> _TASK OBJECTIVE_
Please write out, without any changes, the lines of the listing below, starting at the line that contains "Would you please locate the stair stringer" and ending at the final line of the listing.

> _RECORDED INFORMATION_

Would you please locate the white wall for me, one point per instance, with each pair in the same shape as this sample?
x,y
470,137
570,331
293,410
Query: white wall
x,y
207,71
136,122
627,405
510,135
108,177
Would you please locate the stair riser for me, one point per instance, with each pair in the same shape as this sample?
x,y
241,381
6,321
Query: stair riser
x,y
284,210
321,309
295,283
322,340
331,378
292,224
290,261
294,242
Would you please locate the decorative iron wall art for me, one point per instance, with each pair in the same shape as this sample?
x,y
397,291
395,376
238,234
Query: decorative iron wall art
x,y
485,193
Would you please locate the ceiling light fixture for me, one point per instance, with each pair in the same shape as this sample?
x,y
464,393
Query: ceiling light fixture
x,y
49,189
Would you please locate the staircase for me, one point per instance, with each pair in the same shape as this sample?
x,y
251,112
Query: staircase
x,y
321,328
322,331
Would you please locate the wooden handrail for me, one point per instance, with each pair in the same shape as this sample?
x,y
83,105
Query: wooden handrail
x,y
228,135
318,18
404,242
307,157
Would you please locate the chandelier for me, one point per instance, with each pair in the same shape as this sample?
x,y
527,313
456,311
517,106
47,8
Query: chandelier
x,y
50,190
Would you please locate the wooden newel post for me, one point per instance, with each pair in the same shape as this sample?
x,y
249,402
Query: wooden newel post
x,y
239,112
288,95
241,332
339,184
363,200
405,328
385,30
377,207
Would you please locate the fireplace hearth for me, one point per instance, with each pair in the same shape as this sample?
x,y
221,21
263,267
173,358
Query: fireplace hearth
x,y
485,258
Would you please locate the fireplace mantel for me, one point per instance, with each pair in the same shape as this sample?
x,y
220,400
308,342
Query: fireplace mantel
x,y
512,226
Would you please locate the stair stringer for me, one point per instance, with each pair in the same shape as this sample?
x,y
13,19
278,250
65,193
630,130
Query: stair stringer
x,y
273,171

> _RESULT FOR THIS EXERCISE_
Would you please locate the stair stringer for me, one point per instance, with each pair in the same shape as this sample?
x,y
13,19
278,250
65,193
630,130
Query: stair stringer
x,y
273,171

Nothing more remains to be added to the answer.